>> Start

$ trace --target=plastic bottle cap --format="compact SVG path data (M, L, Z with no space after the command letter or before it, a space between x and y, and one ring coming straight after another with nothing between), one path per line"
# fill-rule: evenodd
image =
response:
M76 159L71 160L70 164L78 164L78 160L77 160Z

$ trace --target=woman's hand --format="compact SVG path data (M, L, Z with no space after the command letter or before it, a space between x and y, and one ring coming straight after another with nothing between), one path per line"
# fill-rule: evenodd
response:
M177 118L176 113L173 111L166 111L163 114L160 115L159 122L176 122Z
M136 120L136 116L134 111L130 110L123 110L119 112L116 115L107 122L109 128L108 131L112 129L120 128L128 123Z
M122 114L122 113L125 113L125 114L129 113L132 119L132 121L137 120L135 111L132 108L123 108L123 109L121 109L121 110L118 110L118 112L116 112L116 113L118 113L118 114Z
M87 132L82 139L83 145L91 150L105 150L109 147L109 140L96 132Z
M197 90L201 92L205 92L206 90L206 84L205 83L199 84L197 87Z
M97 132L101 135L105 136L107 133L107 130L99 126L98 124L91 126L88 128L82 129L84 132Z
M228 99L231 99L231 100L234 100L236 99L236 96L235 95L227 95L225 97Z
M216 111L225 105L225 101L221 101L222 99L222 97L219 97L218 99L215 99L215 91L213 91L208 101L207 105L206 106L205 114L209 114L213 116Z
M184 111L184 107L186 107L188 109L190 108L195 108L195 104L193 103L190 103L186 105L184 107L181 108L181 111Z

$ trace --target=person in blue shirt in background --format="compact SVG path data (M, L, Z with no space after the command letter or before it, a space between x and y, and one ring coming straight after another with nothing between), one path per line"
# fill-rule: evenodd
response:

>> End
>> Start

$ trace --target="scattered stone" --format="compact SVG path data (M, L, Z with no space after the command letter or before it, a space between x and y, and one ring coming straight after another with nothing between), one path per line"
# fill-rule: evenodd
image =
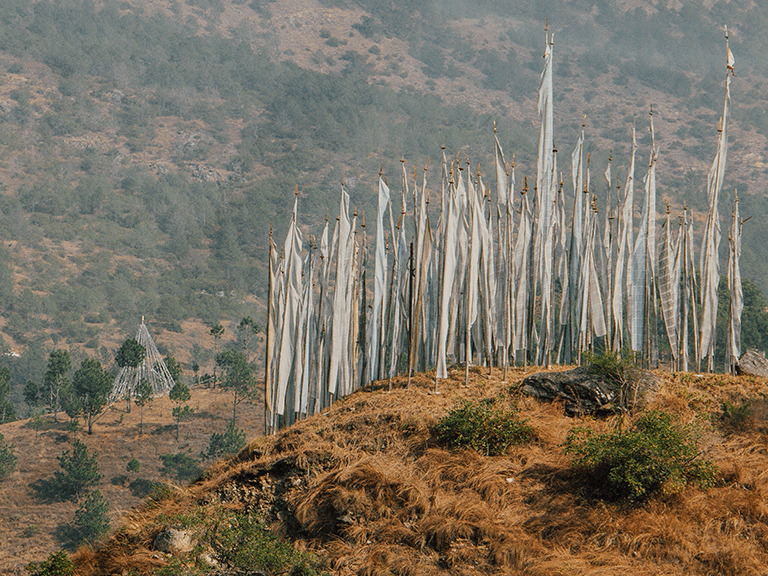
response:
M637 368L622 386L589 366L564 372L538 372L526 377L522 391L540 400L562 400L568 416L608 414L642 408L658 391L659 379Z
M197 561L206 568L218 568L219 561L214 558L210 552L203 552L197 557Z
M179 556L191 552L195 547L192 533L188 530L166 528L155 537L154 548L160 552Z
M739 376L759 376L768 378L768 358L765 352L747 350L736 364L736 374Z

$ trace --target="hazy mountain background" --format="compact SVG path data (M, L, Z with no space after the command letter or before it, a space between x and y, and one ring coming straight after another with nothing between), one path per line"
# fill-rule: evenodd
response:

>> End

# [What is required]
Reproduce verbatim the lines from the one containing "trace --target=plastic bottle" through the one containing "M76 159L71 160L70 164L78 164L78 160L77 160Z", both included.

# [Exercise result]
$ trace --target=plastic bottle cap --format="compact SVG path data (M, L, Z with no space after the command letter or before it, a space between x and y, and one ring coming straight after another with nothing between), one path per line"
# fill-rule: evenodd
image =
response:
M76 159L71 160L70 164L78 164L78 160L77 160Z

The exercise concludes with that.